GAUDRON J:   At Brewarrina, I think.

MR WENDLER:   Yes, that is right, yes.  So it was from that viewpoint it was urged upon his Honour that, having regard to his antecedence and the issue of aboriginality, this was something that was relevant, one should not be, as it were, dismissive of it ‑ ‑ ‑

GAUDRON J:   Yes, well, we understand, yes.

MR WENDLER:   That is the application.

GAUDRON J:   Yes, thank you, Mr Wendler.  Yes, Mr Game.

MR GAME:   I am sorry, I seem to have too many books here, your Honour.  We have, we submit, three special leave points.  The first concerns the circumstances in which a warning should be given under section 165 of the Evidence Act and what might constitute good reasons under that provision.  The second concerns the application of the principles in McAuliffe to a case such as this.  The third concerns the directions concerning the failure of the applicant to give evidence, a matter about which the Court has very recently delivered a judgment which has direct consequences for the directions that were, in fact, given in this particular case.

I will deal firstly with the directions given concerning the witness Jackson, and they concern, obviously, section 165 of the Evidence Act.  Now, just before I take your Honours to the provision, perhaps if I could remind you of something that appears in the judgment of the Court of Criminal Appeal at page 363, there is no read it, but the court accepted that if the trial judge did err in not giving a warning, it would not be possible to apply the proviso to section 6 of the Criminal Appeal Act.  That is to say ‑ ‑ ‑

GAUDRON J:   I must say, when I read that, I was surprised by that, Mr Game.  For myself, I would not have thought that there could be any blanket rule to that effect.  The question must be, in each case, whether in the circumstances there was a miscarriage of justice.

MR GAME:   Well, I would accept that, your Honour, as a matter of principle, but I think the court is saying that in the circumstances of this case, the evidence of this witness, Jackson, was so important that it would be impossible to apply the proviso with respect to the failure to warn.  And if I could say also this, your Honour:  if one reads the directions – and I simply do not have time to take your Honour through all the directions in this special leave application, but not only was it not a warning, but on my account, 10 or 11 times his Honour exhorted the jury as to the reliability of the out of court statement, so it was ‑ ‑ ‑

GAUDRON J:   Yes, but it was a statement which – it is not your ordinary case of a person asserting that something is true in which, of course, the necessity for a warning is obvious, for example, a cell confession.

• _SOURCE MATERIAL_:
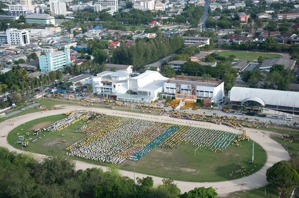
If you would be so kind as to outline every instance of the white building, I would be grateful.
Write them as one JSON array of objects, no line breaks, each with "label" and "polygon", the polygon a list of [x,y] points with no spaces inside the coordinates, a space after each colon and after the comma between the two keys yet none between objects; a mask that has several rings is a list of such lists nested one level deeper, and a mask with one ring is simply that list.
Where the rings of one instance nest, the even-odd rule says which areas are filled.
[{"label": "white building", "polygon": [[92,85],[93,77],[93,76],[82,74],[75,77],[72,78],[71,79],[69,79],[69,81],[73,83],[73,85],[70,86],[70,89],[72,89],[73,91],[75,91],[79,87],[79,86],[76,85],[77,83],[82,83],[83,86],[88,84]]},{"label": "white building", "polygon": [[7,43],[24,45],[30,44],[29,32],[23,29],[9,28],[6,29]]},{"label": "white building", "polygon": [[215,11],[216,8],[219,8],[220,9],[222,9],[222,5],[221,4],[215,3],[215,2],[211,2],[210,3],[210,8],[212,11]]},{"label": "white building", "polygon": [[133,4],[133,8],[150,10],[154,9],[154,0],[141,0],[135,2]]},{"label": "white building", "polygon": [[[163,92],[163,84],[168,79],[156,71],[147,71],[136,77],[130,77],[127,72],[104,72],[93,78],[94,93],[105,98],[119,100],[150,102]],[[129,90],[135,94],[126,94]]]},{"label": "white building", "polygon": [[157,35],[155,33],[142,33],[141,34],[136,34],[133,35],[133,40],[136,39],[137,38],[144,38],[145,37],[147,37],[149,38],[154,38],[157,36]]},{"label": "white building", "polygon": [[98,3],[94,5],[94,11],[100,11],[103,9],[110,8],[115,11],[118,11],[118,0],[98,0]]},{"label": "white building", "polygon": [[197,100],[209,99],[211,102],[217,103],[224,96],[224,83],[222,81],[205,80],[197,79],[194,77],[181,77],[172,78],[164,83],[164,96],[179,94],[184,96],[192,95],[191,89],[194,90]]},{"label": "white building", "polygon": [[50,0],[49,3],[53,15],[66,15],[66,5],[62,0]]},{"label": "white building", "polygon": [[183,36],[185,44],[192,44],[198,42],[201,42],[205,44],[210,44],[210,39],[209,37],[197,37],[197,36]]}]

• _INSTRUCTION_:
Continue the court hearing transcript from where it stops, carrying the exchange between the bench and counsel forward.

• _RESULT_:
MR GAME:   Yes.

GAUDRON J:   This is a case where the man said, “No, I was lying then and I was lying for this reason”.

MR GAME:   That is right, but he says ‑ ‑ ‑

GAUDRON J:   And it was then left to the jury to determine on what occasion he was telling the truth.

HAYNE J:   And the reliability was, if you like, the very central issue, was it not?

MR GAME:   The reliability of the out of court statements, yes, your Honour, but the warning would, in effect – it has come in through section 60 – he has been cross-examined as an unfavourable witness under section 38, comes in under credit, and then section 60 brings in the hearsay.

HAYNE J:   He says:

Yes, I said it but I was telling lies then.

MR GAME:   “And I was forced to ‑ ‑ ‑

HAYNE J:   “And here is why I was telling lies”, yes.

MR GAME:   Yes, “and I was forced to tell lies”.  But the trouble with that is it is in the curial context, it is one step removed, it has all the dangers of hearsay.  Once ‑ ‑ ‑

GAUDRON J:   Tell me what warning should have been given:  “Maybe he is lying today”?  Could you really suggest that the trial judge should have gone so far as to suggest that perjury was being committed, which really seems to me to be the only warning you could have given?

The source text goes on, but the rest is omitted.